Comment 8 David Zeuthen 2004-08-18 13:46:41 UTC
Well, USB and all the other buses (SCSI emulation I presume) does it
somewhat differently [1] and also supports removable media. Since the
kernel is an abstraction mechanism this is bad, it breaks the
abstraction, as the behaviour depends on physical connection mechanisms. 

I think by now it's sane to assume that some userspace process is
polling on the devices with removable storage if the use of the system
is desktop etc. (hal does this for Fedora but right now I have to
blacklist the ide-cs stuff, so yeah, it works, but I can't read the
volume label before creating the mount point etc)

I guess upstream agrees here as well cf. the 'removable' file in sysfs
for every block device (which is only an approximation btw), so how
about changing the behaviour in the IDE code?

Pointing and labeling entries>
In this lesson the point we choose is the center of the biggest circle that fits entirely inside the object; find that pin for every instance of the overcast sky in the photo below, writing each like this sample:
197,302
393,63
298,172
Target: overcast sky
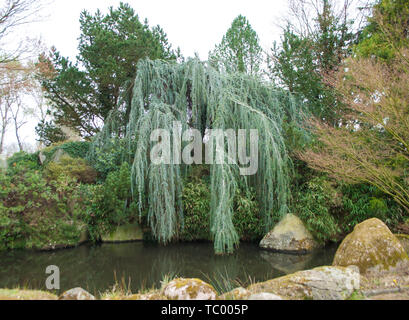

TASK INSTRUCTIONS>
• 1. Do these statements agree with the comment on removable media? (a) The writer currently has to blacklist the ide-cs stuff. (b) The 'removable' file in sysfs is exact for every block device. (c) The writer says the behaviour depends on physical connection mechanisms. Answer yes or no for each and quote the deciding words.
• 2. Can you retype the comment on removable media between "Comment 8 David" and "mount point etc)", inclusive?

ANSWERS>
• 1.
(a) Yes: "right now I have to blacklist the ide-cs stuff"
(b) No: "which is only an approximation btw"
(c) Yes: "as the behaviour depends on physical connection mechanisms"

• 2.
Comment 8 David Zeuthen 2004-08-18 13:46:41 UTC
Well, USB and all the other buses (SCSI emulation I presume) does it
somewhat differently [1] and also supports removable media. Since the
kernel is an abstraction mechanism this is bad, it breaks the
abstraction, as the behaviour depends on physical connection mechanisms. 

I think by now it's sane to assume that some userspace process is
polling on the devices with removable storage if the use of the system
is desktop etc. (hal does this for Fedora but right now I have to
blacklist the ide-cs stuff, so yeah, it works, but I can't read the
volume label before creating the mount point etc)